OBJECTIVE ::
Switch each "thickest part" in the records below to "widest part", and write out every line again with nothing else changed.

----------------

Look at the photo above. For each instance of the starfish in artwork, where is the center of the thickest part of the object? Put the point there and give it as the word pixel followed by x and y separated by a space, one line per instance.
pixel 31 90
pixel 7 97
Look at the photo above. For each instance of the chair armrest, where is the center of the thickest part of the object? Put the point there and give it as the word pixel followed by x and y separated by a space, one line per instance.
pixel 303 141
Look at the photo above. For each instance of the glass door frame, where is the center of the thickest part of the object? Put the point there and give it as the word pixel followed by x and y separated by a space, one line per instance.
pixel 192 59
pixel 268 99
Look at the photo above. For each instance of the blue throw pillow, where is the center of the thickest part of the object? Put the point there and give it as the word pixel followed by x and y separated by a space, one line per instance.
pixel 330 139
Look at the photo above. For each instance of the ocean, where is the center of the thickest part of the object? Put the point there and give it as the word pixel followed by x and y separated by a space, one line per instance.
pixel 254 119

----------------

RESPONSE TO THIS TASK ::
Look at the photo above. For each instance of the starfish in artwork, where is the center of the widest part of the object? Put the point there and give it as the word pixel followed by x and y separated by a space, one line per instance.
pixel 31 90
pixel 7 97
Look at the photo above. For each instance of the chair armrest, where is the center of the widest part of the object? Put the point there and give it as the word pixel followed by x and y separated by a space, one line per instance.
pixel 303 141
Look at the photo above. For each instance of the glass door frame, where is the center of the widest part of the object? Put the point there and give it as the word pixel followed by x and y separated by a space, one line per instance.
pixel 192 59
pixel 268 99
Look at the photo above. For each instance of the blue throw pillow, where is the center of the widest part of the object? Put the point there and give it as the word pixel followed by x and y separated by a space, one line per instance.
pixel 330 139
Look at the photo above. For each instance of the ocean, where is the center of the widest part of the object? Put the point there and give it as the word pixel followed by x and y separated by a space, one line per instance.
pixel 254 119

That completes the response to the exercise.